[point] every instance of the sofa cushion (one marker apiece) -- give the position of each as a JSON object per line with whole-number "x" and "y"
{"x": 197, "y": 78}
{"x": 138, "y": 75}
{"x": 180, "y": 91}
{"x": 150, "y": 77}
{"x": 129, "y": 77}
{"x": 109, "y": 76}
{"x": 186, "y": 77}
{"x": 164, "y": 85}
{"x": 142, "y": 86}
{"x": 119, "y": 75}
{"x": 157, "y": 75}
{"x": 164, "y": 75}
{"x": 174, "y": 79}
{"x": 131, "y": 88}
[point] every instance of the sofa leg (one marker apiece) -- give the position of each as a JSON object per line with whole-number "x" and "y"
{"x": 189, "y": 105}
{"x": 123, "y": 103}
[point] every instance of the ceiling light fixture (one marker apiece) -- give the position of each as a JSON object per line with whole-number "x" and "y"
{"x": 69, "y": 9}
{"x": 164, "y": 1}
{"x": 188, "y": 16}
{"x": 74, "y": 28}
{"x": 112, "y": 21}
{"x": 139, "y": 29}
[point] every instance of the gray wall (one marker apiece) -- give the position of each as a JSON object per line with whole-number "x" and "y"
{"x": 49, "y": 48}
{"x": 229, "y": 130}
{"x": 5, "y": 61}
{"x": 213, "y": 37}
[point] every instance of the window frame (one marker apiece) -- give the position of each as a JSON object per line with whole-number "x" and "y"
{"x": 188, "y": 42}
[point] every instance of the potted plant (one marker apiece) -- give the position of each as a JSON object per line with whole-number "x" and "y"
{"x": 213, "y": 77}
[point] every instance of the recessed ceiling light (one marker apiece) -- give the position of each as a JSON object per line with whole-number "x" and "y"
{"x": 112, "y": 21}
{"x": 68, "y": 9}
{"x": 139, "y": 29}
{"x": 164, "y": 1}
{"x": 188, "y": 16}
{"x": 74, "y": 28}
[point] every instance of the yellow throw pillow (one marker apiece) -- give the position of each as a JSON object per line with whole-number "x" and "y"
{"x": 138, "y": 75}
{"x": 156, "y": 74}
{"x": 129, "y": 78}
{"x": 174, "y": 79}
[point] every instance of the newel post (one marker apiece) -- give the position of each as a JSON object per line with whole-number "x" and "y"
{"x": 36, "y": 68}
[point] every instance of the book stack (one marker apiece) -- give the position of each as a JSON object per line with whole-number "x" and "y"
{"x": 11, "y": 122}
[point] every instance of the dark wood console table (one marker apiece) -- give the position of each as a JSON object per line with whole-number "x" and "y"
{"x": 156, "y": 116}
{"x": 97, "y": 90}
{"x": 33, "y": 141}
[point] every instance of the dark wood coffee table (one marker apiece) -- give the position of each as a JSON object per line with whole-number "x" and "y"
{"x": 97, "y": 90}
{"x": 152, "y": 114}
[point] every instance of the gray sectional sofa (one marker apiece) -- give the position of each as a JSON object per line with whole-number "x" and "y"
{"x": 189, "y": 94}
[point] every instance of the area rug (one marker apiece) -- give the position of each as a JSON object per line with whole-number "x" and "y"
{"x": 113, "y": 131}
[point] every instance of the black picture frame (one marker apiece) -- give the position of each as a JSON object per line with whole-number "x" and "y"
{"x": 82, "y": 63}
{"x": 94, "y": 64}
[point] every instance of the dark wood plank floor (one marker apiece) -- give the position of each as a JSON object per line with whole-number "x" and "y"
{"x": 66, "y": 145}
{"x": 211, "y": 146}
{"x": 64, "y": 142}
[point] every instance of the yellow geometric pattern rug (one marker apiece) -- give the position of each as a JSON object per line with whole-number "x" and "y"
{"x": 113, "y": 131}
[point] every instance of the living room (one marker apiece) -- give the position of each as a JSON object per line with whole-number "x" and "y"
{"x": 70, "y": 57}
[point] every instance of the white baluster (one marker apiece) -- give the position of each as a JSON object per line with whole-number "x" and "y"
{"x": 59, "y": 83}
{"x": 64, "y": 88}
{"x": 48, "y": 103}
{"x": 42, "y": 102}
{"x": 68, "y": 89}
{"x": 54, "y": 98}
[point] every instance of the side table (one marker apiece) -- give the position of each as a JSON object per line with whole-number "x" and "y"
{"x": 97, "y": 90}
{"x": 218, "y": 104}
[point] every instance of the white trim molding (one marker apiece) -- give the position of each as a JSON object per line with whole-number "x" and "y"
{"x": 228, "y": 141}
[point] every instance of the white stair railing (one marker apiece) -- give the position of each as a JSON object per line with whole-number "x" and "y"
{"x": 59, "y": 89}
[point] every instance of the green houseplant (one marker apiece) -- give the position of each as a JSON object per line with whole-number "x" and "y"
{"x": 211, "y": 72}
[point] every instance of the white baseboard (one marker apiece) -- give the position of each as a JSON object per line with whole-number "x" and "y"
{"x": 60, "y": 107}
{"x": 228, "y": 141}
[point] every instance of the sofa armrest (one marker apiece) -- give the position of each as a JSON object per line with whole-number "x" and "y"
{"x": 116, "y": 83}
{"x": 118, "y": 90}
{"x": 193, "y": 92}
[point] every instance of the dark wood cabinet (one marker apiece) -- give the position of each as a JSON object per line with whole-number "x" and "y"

----------

Keeping each line intact, set down the entire listing once more.

§ **Answer section**
[point] every instance of the sofa cushion (one marker apiece) -- give the position of each as a JSON object per line with whole-number "x" and "y"
{"x": 197, "y": 78}
{"x": 138, "y": 75}
{"x": 180, "y": 91}
{"x": 150, "y": 77}
{"x": 129, "y": 77}
{"x": 109, "y": 76}
{"x": 186, "y": 77}
{"x": 164, "y": 85}
{"x": 142, "y": 86}
{"x": 119, "y": 75}
{"x": 157, "y": 75}
{"x": 164, "y": 75}
{"x": 174, "y": 79}
{"x": 131, "y": 88}
[point] every instance of the sofa leg (one marker apiece) -- give the position of each as a JSON object per line with whole-number "x" and "y"
{"x": 189, "y": 105}
{"x": 123, "y": 103}
[point] every instance of the ceiling light fixture (one marker apiece) -- give the position of each as a JSON object per line with whole-number "x" and "y"
{"x": 69, "y": 9}
{"x": 164, "y": 1}
{"x": 188, "y": 16}
{"x": 74, "y": 28}
{"x": 112, "y": 21}
{"x": 139, "y": 29}
[point] every instance of the gray wall (one marker apiece) -- give the position of each as a JSON object per line with whole-number "x" and "y"
{"x": 49, "y": 48}
{"x": 229, "y": 130}
{"x": 5, "y": 61}
{"x": 213, "y": 37}
[point] every instance of the window frame (one marker apiece) -- give the position of each as a JSON object per line with whole-number "x" and "y"
{"x": 188, "y": 42}
[point] every instance of the potted plant (one marker apiece) -- give the position of each as a JSON object per line with whole-number "x" and "y"
{"x": 213, "y": 77}
[point] every instance of the recessed ceiling light (one marker apiece) -- give the position of each as a JSON object per line with whole-number "x" and "y"
{"x": 112, "y": 21}
{"x": 68, "y": 9}
{"x": 139, "y": 29}
{"x": 164, "y": 1}
{"x": 188, "y": 16}
{"x": 74, "y": 28}
[point] every instance of the yellow throw pillow (one marker apiece) -- give the position of each as a JSON object per line with whole-number "x" and "y"
{"x": 138, "y": 75}
{"x": 156, "y": 74}
{"x": 129, "y": 78}
{"x": 174, "y": 79}
[point] every instance of the newel post (one marker apiece) -- give the position of each as a JSON object per line with whole-number "x" and "y"
{"x": 36, "y": 68}
[point] every instance of the book stack (one marker apiece) -- give the position of each as a JSON object per line with whole-number "x" and "y"
{"x": 11, "y": 122}
[point] every instance of the dark wood console table (one marker apiece) -- give the position of each as a JSON object per line with whole-number "x" and "y"
{"x": 156, "y": 116}
{"x": 97, "y": 90}
{"x": 33, "y": 141}
[point] every instance of the dark wood coffee table (one marker apiece) -- give the position of each as a JSON object per line with whole-number "x" and "y"
{"x": 97, "y": 90}
{"x": 152, "y": 114}
[point] every instance of the gray sectional sofa (one marker apiece) -- give the position of each as a JSON object per line with whole-number "x" and "y"
{"x": 189, "y": 94}
[point] every instance of the area rug (one marker apiece) -- give the position of each as a JSON object per line with whole-number "x" and "y"
{"x": 113, "y": 131}
[point] every instance of the black picture frame (one marker apiece) -- give the position of each as a JSON object per line with whole-number "x" and "y"
{"x": 82, "y": 63}
{"x": 94, "y": 64}
[point] every instance of the dark wood plank floor (one marker apiece) -- give the position of each as a JSON object per line with whole-number "x" and "y"
{"x": 66, "y": 145}
{"x": 211, "y": 146}
{"x": 64, "y": 142}
[point] every instance of the yellow geometric pattern rug (one marker apiece) -- give the position of each as a JSON object per line with whole-number "x" and "y"
{"x": 113, "y": 131}
[point] every instance of the living room (one marker apiece) -- give the position of each as a JSON object per line with whole-number "x" and "y"
{"x": 70, "y": 57}
[point] every instance of the white baluster (one marker apiece) -- give the position of each as a JSON object per line with whole-number "x" and "y"
{"x": 59, "y": 83}
{"x": 64, "y": 88}
{"x": 48, "y": 103}
{"x": 42, "y": 102}
{"x": 68, "y": 89}
{"x": 54, "y": 98}
[point] every instance of the side table (one marker apiece) -- give the position of each as a JSON object per line with whole-number "x" and "y"
{"x": 97, "y": 90}
{"x": 218, "y": 104}
[point] every instance of the white trim molding (one marker apiece) -- give the position of each as a JSON object per line with whole-number "x" and "y"
{"x": 228, "y": 141}
[point] every instance of the white stair railing (one marker apiece) -- give the position of each as a JSON object per line with whole-number "x" and "y"
{"x": 59, "y": 89}
[point] every instance of the green houseplant (one marker apiece) -- give the position of each as a JSON object per line with whole-number "x" and "y"
{"x": 211, "y": 72}
[point] every instance of the white baseboard (one marker apiece) -- give the position of each as a JSON object per line with whole-number "x" and "y"
{"x": 60, "y": 107}
{"x": 228, "y": 141}
[point] every instance of the sofa armrest (one marker apiece) -- give the position of each as a JSON object per line with whole-number "x" and "y"
{"x": 116, "y": 83}
{"x": 118, "y": 90}
{"x": 193, "y": 92}
[point] every instance of the dark wood cabinet (one marker apiece) -- give the position of each as a JSON object per line with whole-number "x" and "y"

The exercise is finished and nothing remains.